DESCRIPTION OF THE TASK: Gather every line in the rows below that contains the string "patch", matching case exactly.

Raw records:
"""

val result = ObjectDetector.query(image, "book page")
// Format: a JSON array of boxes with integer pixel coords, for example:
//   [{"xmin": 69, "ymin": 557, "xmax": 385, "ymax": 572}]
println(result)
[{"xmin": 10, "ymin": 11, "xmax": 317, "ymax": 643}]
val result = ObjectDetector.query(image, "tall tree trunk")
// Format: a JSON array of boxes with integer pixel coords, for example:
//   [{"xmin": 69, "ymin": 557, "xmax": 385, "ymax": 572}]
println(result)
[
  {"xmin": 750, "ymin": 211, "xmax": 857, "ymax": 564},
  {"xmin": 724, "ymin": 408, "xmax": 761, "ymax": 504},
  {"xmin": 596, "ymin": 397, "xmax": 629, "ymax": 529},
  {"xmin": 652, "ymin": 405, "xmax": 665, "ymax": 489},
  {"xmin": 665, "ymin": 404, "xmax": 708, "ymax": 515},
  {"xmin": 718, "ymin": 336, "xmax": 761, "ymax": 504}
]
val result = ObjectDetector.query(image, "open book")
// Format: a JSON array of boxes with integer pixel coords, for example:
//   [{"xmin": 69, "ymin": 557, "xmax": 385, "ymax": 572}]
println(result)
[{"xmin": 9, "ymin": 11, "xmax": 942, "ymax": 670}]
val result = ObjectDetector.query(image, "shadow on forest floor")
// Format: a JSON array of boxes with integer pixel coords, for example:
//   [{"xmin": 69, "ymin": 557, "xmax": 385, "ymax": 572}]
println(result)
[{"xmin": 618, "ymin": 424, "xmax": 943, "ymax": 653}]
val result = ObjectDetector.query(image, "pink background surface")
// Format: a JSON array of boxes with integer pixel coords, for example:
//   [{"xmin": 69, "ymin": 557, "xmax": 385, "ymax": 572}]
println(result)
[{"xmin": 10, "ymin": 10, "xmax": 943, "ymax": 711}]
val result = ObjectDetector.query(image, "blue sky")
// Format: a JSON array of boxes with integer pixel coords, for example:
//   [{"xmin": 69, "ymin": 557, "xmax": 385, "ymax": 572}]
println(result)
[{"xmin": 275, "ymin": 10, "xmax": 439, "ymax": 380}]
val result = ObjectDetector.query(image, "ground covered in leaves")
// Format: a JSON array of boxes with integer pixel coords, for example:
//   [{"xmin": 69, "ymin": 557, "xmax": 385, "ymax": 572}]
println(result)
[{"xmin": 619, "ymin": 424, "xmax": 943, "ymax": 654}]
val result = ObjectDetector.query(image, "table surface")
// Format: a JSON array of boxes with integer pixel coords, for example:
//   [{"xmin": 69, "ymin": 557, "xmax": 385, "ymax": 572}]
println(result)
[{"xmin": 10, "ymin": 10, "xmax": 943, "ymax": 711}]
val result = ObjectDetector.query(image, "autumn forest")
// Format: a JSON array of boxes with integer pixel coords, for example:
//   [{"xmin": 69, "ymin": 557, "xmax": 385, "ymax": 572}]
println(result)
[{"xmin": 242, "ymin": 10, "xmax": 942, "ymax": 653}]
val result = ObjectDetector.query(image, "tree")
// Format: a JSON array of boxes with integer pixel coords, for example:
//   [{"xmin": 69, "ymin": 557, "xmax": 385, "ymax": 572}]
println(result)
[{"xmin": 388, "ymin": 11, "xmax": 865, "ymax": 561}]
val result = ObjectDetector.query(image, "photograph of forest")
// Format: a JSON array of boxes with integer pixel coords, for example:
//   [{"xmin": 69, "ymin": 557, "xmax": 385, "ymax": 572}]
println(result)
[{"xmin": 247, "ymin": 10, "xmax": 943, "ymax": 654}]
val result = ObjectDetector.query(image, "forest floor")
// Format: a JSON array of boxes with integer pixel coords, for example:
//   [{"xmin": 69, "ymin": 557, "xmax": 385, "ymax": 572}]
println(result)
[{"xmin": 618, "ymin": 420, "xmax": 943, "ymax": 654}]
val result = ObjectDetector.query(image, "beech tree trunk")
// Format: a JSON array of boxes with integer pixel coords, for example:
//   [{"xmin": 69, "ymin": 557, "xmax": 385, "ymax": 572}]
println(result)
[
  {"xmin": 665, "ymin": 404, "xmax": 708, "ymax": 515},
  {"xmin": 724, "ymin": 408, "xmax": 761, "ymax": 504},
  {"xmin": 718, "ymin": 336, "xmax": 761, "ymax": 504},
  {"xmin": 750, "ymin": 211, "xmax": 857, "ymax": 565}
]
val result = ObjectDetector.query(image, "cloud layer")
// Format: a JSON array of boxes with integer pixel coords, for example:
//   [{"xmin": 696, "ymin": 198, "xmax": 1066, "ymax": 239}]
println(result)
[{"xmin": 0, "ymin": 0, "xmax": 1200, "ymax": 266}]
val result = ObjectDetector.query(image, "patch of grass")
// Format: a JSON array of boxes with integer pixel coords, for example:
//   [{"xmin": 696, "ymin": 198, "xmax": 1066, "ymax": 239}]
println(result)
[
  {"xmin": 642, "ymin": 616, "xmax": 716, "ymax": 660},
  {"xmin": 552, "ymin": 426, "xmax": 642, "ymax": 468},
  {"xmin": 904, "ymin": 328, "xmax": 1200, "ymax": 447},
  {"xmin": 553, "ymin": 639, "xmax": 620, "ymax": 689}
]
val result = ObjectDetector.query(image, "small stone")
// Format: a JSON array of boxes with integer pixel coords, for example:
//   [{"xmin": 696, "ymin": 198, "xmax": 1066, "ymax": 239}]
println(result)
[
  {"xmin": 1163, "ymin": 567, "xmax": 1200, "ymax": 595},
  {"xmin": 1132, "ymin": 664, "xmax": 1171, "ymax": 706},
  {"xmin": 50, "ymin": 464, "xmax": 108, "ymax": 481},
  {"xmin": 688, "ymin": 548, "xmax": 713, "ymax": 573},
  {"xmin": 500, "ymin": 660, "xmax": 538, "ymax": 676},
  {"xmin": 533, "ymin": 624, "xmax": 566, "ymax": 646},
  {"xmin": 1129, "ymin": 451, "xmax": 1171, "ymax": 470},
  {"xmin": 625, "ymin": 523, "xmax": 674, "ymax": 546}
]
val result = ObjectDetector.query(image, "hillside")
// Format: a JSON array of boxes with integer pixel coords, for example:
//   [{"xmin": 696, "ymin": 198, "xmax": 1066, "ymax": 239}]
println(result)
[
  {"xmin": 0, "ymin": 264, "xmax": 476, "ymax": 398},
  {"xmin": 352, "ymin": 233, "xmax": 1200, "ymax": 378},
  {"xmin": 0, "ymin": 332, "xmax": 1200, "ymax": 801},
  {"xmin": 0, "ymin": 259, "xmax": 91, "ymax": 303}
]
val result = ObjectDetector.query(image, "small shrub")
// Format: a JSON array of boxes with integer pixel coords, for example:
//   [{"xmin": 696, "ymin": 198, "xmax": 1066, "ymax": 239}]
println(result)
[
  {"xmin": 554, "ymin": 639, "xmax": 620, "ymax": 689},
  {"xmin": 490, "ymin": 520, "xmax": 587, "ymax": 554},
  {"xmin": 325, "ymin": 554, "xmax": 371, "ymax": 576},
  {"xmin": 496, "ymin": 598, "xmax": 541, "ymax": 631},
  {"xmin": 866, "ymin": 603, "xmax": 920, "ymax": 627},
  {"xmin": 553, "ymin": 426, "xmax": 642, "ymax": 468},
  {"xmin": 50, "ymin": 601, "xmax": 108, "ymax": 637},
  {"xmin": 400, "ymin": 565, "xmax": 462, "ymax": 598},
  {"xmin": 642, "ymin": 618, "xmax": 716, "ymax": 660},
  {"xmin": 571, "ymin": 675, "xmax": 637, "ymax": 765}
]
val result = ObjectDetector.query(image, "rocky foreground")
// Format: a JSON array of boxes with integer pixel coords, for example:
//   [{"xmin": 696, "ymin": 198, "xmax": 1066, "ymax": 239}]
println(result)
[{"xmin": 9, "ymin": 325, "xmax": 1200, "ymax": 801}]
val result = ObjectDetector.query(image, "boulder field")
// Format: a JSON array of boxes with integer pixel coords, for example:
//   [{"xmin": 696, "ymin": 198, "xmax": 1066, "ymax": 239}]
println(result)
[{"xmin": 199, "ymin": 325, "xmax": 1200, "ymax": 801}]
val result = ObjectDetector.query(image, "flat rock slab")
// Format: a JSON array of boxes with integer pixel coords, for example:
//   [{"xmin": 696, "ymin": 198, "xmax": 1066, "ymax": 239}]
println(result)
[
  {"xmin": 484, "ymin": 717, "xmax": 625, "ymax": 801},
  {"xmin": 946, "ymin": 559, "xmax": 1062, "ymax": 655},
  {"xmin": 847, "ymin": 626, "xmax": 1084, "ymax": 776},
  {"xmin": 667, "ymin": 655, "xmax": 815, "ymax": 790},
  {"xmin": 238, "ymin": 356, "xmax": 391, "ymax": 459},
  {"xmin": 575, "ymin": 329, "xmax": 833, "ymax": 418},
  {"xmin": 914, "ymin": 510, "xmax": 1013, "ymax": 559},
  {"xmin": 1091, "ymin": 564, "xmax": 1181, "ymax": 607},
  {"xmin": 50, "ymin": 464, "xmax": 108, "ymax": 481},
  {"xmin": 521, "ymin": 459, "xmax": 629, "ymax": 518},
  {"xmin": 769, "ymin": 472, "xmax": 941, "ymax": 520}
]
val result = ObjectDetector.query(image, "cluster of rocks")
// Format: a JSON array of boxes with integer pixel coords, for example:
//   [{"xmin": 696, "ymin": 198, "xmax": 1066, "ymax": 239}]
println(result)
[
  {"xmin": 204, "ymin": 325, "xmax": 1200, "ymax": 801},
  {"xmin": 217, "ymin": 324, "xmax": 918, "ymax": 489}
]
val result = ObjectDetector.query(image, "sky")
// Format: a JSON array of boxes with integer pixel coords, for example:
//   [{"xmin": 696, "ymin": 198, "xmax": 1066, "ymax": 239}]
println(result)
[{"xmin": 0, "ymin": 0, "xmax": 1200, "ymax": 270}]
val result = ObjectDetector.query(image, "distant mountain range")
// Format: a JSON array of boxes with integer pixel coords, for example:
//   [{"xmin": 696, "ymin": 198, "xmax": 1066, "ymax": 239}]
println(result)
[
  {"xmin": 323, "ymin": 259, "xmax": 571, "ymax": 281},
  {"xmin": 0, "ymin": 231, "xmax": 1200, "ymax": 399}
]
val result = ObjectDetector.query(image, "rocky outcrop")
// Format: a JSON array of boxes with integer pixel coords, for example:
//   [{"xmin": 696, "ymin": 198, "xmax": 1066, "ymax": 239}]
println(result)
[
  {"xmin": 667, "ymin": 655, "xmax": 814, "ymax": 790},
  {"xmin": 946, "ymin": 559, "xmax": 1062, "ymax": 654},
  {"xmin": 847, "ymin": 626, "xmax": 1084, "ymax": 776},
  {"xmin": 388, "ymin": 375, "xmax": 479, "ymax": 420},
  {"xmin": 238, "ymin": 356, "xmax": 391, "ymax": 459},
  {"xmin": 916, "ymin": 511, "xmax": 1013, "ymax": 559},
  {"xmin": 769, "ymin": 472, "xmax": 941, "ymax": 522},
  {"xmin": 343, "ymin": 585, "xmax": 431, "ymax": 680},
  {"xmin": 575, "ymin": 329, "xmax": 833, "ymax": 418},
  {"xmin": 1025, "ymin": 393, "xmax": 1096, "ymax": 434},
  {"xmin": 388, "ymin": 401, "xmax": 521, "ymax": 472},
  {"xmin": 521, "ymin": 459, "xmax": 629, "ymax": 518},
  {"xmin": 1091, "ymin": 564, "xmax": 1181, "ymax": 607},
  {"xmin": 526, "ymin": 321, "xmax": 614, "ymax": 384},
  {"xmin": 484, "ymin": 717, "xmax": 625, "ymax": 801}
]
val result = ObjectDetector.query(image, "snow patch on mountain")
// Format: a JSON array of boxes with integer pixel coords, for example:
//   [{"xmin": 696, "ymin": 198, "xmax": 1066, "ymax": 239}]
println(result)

"""

REPLY:
val result = ObjectDetector.query(image, "patch of grass")
val result = ObjectDetector.query(image, "snow patch on mountain")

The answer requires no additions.